▸ Available data

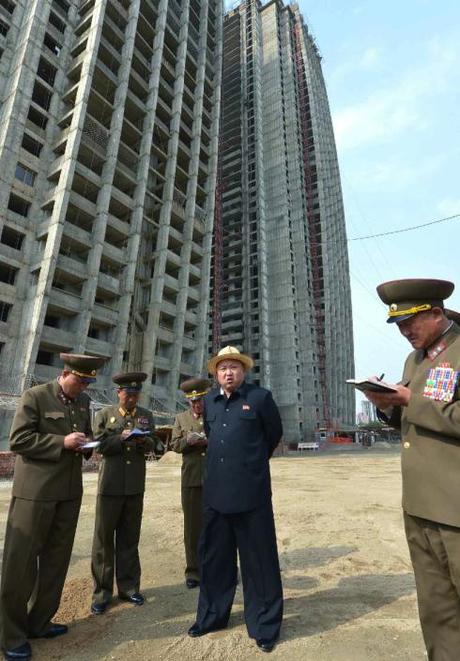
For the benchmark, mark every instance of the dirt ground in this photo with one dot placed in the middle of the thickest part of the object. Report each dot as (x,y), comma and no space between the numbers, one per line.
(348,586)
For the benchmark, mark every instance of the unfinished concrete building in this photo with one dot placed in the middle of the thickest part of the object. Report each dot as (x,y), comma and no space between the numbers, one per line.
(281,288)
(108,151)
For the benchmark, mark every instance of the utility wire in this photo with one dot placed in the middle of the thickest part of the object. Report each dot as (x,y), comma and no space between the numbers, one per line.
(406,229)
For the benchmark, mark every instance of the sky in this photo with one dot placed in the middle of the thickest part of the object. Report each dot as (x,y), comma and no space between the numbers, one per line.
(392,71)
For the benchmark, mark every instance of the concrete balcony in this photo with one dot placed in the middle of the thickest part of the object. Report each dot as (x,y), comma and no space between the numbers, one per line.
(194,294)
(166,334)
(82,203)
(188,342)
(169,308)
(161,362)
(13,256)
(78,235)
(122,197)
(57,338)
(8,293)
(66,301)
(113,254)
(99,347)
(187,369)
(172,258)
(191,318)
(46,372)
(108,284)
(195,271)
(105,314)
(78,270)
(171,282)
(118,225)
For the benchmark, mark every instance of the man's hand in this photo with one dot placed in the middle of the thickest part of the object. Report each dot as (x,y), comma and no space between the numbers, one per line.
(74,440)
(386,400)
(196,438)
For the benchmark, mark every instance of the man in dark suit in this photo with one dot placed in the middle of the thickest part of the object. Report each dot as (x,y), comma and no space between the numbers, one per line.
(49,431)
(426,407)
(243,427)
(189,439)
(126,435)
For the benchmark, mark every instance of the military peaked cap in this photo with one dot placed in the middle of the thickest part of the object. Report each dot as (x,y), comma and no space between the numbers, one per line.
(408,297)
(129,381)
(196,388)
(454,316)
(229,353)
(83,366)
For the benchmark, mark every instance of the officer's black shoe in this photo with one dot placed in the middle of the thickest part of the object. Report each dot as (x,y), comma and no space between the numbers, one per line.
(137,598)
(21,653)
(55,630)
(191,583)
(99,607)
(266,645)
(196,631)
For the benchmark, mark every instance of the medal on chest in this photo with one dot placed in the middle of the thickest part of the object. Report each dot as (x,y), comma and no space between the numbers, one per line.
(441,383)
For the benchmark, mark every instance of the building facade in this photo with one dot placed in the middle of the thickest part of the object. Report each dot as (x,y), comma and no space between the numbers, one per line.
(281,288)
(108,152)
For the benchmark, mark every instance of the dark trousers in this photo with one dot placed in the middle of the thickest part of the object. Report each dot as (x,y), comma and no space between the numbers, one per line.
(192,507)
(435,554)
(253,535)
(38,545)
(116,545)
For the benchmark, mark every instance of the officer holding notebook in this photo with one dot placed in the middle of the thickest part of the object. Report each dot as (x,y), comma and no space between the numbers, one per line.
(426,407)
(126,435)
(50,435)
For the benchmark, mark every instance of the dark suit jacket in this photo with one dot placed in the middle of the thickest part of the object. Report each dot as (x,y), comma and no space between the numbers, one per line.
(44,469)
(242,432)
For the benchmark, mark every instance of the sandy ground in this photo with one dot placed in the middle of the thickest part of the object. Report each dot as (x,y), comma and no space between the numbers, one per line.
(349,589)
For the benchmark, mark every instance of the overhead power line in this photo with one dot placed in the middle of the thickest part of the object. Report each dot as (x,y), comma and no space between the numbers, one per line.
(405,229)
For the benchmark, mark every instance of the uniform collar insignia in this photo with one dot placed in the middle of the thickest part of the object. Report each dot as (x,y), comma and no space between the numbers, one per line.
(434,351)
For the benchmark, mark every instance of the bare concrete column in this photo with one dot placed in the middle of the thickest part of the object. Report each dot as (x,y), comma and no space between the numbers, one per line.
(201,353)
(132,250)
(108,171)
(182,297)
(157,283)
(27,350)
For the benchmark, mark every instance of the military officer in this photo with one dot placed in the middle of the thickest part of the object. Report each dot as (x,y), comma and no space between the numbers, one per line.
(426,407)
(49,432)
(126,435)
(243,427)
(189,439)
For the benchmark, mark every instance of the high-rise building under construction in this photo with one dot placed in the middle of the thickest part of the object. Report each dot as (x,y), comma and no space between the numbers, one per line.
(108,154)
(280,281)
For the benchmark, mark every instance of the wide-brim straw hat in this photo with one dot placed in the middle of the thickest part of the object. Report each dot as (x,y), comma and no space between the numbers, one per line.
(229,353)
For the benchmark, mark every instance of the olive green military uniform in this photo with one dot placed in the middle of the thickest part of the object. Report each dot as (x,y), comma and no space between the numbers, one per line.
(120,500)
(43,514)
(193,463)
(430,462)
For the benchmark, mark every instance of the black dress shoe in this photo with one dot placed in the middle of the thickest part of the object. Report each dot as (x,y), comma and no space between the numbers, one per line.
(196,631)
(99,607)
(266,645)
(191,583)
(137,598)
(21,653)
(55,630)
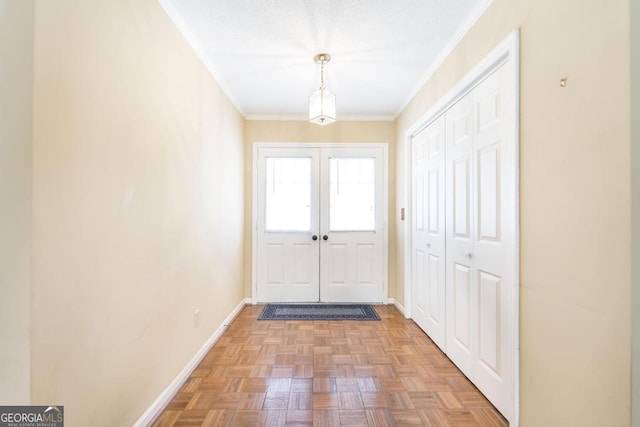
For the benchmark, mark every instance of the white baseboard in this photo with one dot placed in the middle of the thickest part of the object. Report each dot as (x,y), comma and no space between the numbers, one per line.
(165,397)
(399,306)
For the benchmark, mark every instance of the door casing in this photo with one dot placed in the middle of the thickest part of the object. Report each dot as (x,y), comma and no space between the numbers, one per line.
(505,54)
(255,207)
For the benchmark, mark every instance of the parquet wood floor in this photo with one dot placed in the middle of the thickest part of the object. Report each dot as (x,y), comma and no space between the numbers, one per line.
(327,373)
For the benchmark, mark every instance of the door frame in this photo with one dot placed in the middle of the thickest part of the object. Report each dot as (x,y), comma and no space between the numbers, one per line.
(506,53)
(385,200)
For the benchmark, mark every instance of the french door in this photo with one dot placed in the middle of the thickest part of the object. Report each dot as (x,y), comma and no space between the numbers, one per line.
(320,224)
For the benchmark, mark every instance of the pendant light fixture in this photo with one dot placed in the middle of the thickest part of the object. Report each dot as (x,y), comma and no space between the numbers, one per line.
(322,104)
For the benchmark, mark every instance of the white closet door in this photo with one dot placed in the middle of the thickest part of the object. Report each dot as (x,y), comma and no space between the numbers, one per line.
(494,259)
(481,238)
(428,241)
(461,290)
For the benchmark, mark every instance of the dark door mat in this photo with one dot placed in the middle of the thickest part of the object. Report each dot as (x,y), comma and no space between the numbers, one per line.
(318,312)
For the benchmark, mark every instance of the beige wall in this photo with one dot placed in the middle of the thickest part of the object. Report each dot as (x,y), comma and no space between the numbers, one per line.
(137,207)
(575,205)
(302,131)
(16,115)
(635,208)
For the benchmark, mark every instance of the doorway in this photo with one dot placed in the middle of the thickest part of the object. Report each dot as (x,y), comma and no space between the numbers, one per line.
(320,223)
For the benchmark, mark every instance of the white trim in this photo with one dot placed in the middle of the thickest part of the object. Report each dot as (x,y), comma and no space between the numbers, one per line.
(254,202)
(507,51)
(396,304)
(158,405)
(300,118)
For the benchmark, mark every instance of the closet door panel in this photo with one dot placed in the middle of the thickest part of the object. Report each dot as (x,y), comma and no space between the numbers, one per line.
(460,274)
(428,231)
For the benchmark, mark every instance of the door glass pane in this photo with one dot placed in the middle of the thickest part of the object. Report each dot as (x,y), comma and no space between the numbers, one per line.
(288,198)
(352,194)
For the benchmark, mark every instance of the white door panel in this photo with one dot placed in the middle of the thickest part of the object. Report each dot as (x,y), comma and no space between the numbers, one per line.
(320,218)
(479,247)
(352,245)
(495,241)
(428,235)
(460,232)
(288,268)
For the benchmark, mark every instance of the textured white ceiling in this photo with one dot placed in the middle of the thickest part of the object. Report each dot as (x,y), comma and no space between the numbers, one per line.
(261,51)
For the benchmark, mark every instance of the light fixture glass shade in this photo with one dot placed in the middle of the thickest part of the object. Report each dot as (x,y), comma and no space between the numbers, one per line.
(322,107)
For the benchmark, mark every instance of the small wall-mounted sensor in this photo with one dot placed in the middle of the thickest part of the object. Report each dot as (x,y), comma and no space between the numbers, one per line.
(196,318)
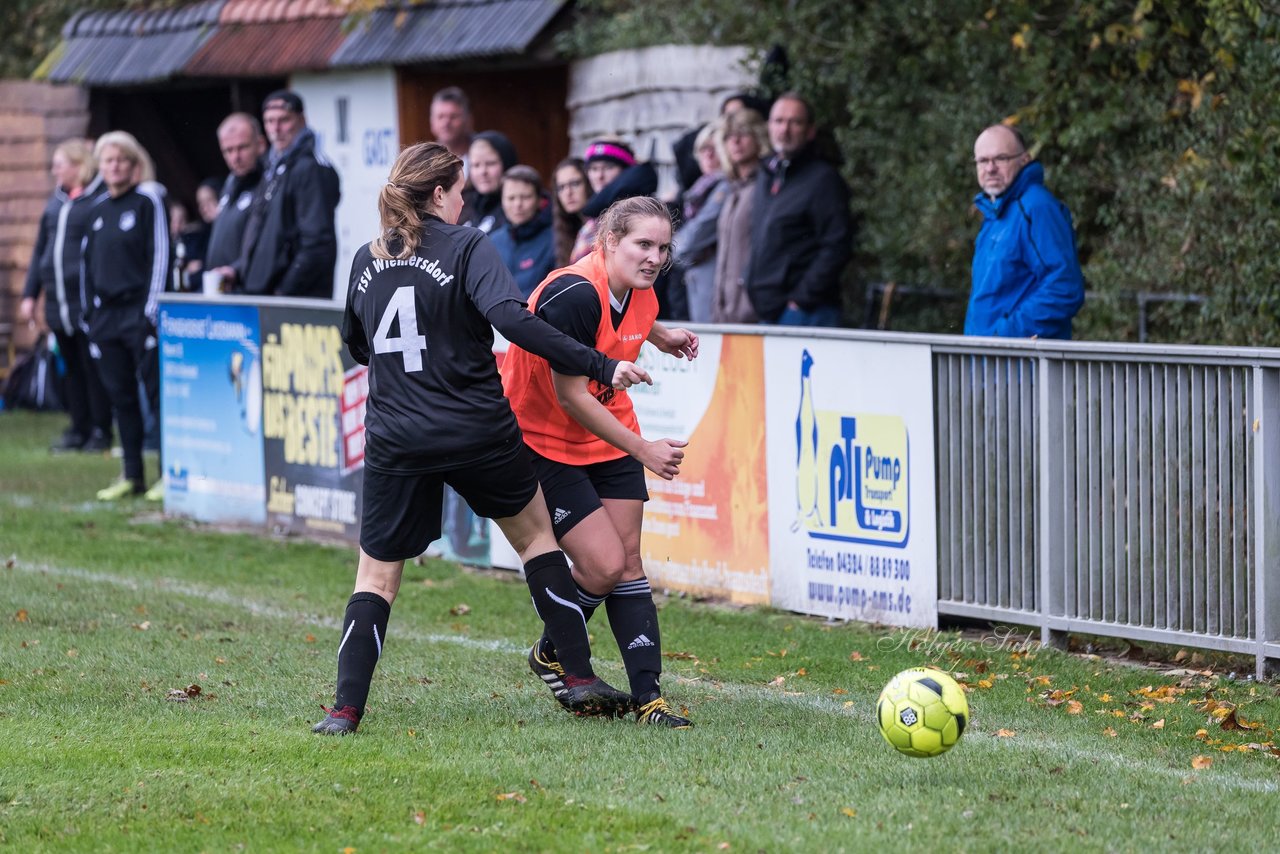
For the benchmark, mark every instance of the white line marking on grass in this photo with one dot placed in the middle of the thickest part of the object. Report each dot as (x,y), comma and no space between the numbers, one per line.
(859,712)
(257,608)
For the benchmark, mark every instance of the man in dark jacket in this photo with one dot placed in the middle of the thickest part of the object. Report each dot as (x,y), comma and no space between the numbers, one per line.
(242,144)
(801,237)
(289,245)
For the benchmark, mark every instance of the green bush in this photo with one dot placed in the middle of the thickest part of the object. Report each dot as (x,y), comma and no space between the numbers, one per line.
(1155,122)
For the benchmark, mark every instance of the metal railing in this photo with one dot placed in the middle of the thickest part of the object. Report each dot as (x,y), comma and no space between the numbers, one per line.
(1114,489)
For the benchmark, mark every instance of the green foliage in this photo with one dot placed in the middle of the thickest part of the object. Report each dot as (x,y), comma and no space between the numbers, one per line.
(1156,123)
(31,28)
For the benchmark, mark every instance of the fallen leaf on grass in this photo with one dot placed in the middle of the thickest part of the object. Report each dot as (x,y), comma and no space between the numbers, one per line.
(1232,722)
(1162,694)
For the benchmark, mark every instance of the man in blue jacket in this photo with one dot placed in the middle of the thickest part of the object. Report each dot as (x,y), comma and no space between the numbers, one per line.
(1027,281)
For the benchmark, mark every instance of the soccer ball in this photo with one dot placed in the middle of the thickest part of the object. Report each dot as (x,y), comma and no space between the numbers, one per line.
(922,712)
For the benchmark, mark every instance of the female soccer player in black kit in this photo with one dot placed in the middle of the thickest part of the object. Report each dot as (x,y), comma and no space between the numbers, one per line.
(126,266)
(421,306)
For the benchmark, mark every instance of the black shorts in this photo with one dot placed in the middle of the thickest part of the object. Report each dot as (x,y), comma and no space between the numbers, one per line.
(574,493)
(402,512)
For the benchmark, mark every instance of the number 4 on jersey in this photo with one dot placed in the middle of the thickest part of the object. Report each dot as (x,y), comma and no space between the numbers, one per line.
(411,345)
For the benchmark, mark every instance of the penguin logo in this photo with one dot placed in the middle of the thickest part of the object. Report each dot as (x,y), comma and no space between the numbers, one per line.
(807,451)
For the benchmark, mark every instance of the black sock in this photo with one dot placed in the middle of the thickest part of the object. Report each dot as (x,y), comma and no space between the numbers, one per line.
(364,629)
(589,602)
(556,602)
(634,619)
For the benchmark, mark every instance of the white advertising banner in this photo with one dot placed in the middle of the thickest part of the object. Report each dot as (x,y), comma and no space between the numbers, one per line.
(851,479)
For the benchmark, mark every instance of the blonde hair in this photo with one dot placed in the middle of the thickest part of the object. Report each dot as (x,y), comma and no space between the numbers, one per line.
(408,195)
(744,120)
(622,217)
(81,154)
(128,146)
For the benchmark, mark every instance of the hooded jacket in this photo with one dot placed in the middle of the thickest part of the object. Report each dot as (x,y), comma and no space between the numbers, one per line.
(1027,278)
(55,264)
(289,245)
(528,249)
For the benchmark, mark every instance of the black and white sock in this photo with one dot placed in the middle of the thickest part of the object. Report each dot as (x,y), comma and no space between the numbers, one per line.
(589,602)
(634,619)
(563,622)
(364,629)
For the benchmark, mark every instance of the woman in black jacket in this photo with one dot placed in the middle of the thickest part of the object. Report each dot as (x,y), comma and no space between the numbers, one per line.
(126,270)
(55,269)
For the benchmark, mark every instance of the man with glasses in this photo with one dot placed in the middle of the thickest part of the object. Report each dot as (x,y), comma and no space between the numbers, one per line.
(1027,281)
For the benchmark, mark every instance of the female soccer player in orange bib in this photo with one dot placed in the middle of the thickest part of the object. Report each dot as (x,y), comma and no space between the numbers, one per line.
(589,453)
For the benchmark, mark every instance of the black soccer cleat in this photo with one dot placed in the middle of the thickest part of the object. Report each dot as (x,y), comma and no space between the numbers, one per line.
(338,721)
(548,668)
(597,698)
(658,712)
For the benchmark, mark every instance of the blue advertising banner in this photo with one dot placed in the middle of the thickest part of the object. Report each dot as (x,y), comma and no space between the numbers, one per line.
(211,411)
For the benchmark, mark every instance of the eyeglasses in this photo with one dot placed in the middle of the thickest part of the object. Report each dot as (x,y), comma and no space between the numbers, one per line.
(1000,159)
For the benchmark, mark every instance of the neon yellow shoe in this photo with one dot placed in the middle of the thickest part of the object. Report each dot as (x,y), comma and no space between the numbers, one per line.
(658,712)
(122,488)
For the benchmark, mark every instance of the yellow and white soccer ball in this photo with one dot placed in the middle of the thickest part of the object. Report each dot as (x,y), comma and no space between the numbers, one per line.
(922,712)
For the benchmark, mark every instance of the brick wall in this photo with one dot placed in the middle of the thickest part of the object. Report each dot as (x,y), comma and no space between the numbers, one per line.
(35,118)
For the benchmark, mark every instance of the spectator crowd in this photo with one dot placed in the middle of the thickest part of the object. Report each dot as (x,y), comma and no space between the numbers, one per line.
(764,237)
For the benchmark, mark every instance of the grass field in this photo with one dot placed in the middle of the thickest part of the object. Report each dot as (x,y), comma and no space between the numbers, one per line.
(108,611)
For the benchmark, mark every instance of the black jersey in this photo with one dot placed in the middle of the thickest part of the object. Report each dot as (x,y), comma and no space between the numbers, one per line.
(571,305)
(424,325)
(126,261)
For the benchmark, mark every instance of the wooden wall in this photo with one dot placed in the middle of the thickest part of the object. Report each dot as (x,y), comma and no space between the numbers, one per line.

▸ What is asked
Write out exactly the lines starting with the one that holds "For the benchmark, mark every instance of the grass" and running through the last line above.

▸ Solution to this exercise
For the benchmark, mark every instance of the grass field in this photo with one dot placed in the middle of the thickest part of the object. Report each dot as (x,y), comma and no space between the numbers, one per line.
(108,611)
For the benchmark, mark every instance of the black jersey in this photo with one dot placed in the middle of the thickest part of the object. Report each dot as (x,y), comma and no space between the numbers, one per line.
(571,305)
(424,325)
(126,261)
For the benchmark, mark every instance of the wooden wall in this photo with one dot placed in the middle of the thickest part of the object. Report each dot as (x,y), comma and no space between the numbers, one per line.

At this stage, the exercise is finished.